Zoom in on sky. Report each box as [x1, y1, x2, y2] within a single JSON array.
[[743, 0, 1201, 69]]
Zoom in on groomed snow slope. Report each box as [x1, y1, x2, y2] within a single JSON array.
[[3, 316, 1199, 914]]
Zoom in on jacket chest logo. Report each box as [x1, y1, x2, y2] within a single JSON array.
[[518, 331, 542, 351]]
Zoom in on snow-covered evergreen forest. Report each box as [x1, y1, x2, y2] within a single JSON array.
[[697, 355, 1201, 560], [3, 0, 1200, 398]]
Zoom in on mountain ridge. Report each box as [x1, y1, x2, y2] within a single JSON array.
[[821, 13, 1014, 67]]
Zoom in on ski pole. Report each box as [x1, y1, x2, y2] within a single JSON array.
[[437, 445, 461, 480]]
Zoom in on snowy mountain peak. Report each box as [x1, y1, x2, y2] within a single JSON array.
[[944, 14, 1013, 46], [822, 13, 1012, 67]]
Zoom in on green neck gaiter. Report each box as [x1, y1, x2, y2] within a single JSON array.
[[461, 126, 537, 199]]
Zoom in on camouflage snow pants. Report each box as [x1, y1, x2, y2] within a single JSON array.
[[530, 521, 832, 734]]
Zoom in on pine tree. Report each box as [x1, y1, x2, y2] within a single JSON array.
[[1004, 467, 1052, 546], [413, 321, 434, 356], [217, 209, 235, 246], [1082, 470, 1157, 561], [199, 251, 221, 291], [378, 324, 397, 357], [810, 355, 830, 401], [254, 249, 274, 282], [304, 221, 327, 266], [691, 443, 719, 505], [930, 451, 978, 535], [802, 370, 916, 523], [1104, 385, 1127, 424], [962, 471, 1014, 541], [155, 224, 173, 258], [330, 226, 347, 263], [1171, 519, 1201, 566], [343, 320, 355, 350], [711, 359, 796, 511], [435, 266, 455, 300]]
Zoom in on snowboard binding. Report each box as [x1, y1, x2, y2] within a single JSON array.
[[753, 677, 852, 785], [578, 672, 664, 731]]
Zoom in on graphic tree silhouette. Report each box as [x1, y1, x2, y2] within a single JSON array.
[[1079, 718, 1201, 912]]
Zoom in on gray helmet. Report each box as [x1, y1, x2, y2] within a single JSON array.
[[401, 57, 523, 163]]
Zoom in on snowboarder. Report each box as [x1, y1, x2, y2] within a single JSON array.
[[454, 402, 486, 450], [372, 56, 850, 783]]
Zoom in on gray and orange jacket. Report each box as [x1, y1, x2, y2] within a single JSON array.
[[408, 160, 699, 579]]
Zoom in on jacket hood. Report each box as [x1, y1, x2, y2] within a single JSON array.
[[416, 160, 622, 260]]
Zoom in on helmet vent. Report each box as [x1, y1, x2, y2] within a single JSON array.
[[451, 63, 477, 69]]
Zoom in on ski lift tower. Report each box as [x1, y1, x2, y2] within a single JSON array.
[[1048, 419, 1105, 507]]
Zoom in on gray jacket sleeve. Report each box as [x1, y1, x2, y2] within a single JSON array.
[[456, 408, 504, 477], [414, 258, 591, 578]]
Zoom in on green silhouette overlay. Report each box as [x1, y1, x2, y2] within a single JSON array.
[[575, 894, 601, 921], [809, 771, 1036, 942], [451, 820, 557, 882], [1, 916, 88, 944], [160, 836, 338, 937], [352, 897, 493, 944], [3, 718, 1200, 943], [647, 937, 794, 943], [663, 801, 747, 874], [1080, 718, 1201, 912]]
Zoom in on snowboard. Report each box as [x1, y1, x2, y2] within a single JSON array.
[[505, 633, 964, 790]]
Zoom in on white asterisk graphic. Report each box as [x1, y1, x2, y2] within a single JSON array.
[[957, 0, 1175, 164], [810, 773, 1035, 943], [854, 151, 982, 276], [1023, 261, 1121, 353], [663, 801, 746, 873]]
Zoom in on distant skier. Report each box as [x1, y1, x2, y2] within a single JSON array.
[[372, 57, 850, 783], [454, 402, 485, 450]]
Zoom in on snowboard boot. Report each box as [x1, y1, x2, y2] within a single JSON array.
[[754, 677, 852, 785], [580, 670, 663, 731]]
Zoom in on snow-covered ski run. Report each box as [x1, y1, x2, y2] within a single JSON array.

What you should do
Your response must repeat the entries above exactly, in full.

Answer for the task
Zoom in on sky. Report each box as [x1, y1, x2, y2] within a single JSON array.
[[743, 0, 1201, 69]]
Zoom in on groomed snow slope. Report each box as [x1, y1, x2, y2] within a single JSON array.
[[3, 316, 1199, 914]]
Zoom in on jacket chest logo. Report each box as [x1, y1, x2, y2] within a single JSON array.
[[518, 331, 542, 351]]
Zoom in on snow-covered evergreen forest. Report each box as [x1, y1, x2, y2] within a single JSON array.
[[697, 355, 1201, 560], [3, 0, 1200, 398]]
Zoom in on mountain ridge. Report each box as [x1, y1, x2, y2] within a single JSON array.
[[821, 13, 1014, 67]]
Zoom in on ski pole. Report each box as [x1, y1, x2, y2] within a single JSON array.
[[437, 445, 461, 480]]
Zoom in on snowy mountain peak. Report each box as [x1, y1, x2, y2] within a single JSON array.
[[944, 14, 1013, 46], [822, 13, 1012, 67]]
Zoom in on green neck gaiter. Report each box as [x1, y1, x2, y2] within a single JSON array.
[[461, 126, 537, 199]]
Zoom in on camouflage snow pants. Report each box as [x1, y1, x2, y2] within a single JSON array.
[[530, 521, 832, 734]]
Zoom in on pine tree. Report each box as [x1, y1, x2, y2] within a single JSON array.
[[1004, 467, 1052, 546], [413, 321, 434, 356], [217, 209, 235, 246], [1082, 470, 1157, 561], [199, 251, 221, 291], [378, 324, 397, 357], [810, 355, 830, 401], [254, 249, 274, 282], [304, 221, 327, 266], [691, 443, 719, 505], [930, 451, 978, 535], [802, 370, 916, 523], [1104, 385, 1127, 424], [962, 471, 1014, 541], [155, 224, 173, 258], [330, 226, 347, 263], [1171, 519, 1201, 566], [343, 320, 355, 350], [711, 359, 796, 511], [435, 266, 455, 300]]
Zoom in on snowboard binding. Report each box as [x1, y1, x2, y2] within a single JSON array.
[[753, 677, 852, 785], [578, 672, 664, 731]]
Zoom in on graphic tree silhouette. Report each box as [x1, y1, x2, y2] within a single JSON array.
[[1079, 718, 1201, 912]]
Zoom in on gray helmet. Report each box as [x1, y1, x2, y2] within a single JSON array.
[[401, 57, 523, 163]]
Zoom in on snowboarder. Report each box as [x1, y1, x2, y2] within a single JSON array.
[[454, 402, 486, 450], [372, 56, 850, 783]]
Zoom in on gray and orange jacket. Report each box as [x1, y1, x2, y2] within a single JSON array.
[[408, 160, 699, 579]]
Zoom in on jacket hood. Report each box as [x1, y1, x2, y2] within a single JSON array.
[[416, 160, 622, 260]]
Zoom in on helmet vent. Report each box as [x1, y1, x2, y2] within a single JSON array.
[[451, 63, 477, 69]]
Zoom in on ski lift tower. Report each box as [x1, y1, x2, y2] within a single JSON array.
[[1048, 419, 1105, 507]]
Zoom in on gray jacket sleeve. Report each box as [x1, y1, x2, y2] within a single JSON array.
[[456, 408, 504, 477], [414, 258, 591, 578]]
Zoom in on green silhouette overlay. Report each box as [x1, y1, x2, y2] within a single JSON array.
[[575, 894, 601, 921], [809, 771, 1036, 942], [451, 820, 557, 882], [1, 916, 88, 944], [160, 836, 338, 937], [352, 897, 493, 944], [3, 718, 1200, 943], [647, 937, 794, 943], [663, 801, 747, 874], [1080, 718, 1201, 912]]
Zoom in on snowboard. Report each box as [x1, y1, x2, y2] within a single JSON array.
[[505, 633, 964, 790]]
Zoom in on white asterisk graphic. Report each box as [x1, y1, x2, y2] within a single JSON array.
[[957, 0, 1175, 164], [810, 773, 1035, 943], [854, 151, 982, 276], [1023, 261, 1121, 353], [663, 801, 746, 873]]
Zoom in on distant skier. Report each box as [x1, y1, x2, y2] within a single JSON array.
[[372, 57, 850, 783], [454, 402, 485, 450]]
Zoom in on snowboard boot. Report each box as [x1, y1, x2, y2] within a single JSON array.
[[754, 677, 852, 785], [580, 670, 663, 731]]
Zoom in on snow-covered ski run. Report each box as [x1, y1, x2, y2] within a single JSON array.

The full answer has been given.